• Exercise brief: Pictures must be kept out of the copy. Every entry is to be duplicated exactly.

Saved entries
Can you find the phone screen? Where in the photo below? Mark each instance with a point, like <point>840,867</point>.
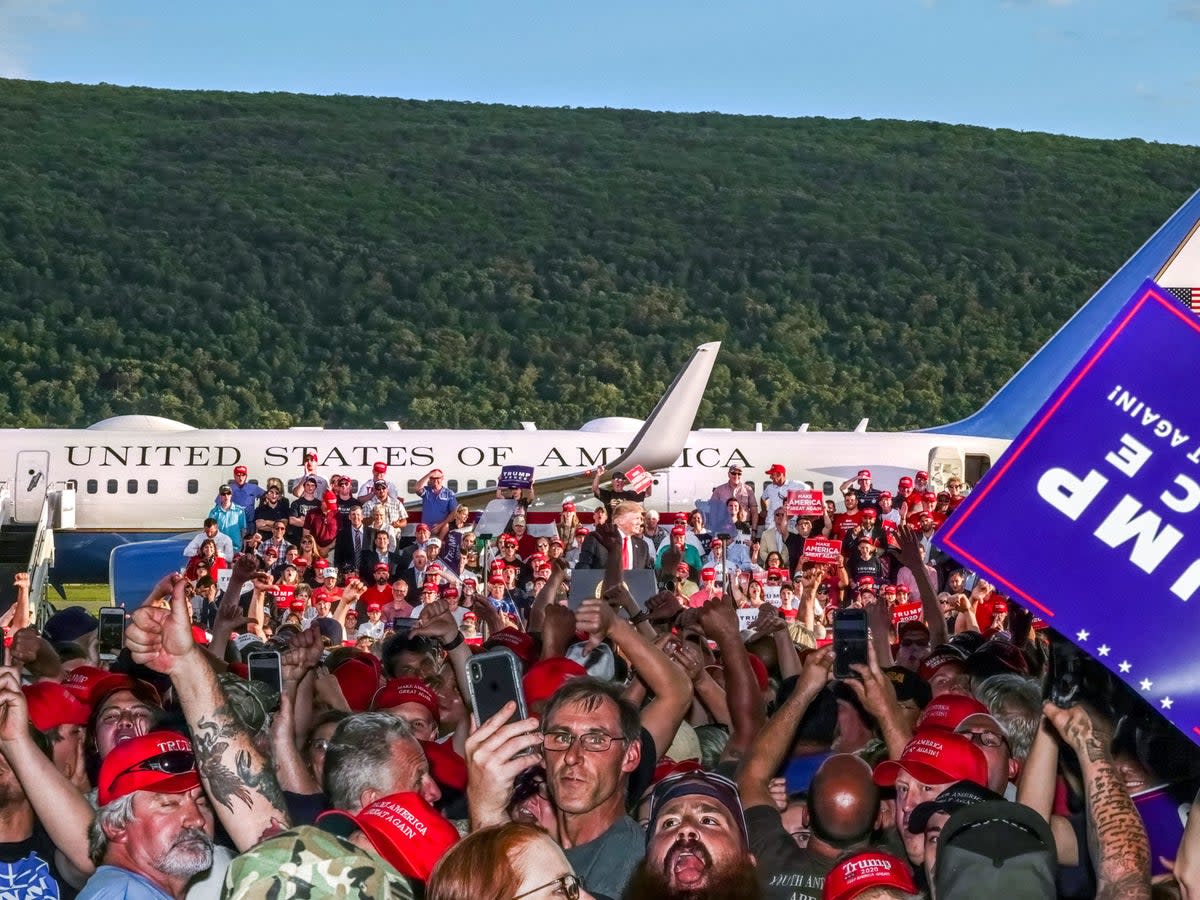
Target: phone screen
<point>849,641</point>
<point>493,679</point>
<point>112,631</point>
<point>264,666</point>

• Task response:
Can you find the phone screen? Where in the photo below? Mark each instance with a point, like <point>840,867</point>.
Target: phone screen
<point>849,641</point>
<point>493,679</point>
<point>112,631</point>
<point>264,666</point>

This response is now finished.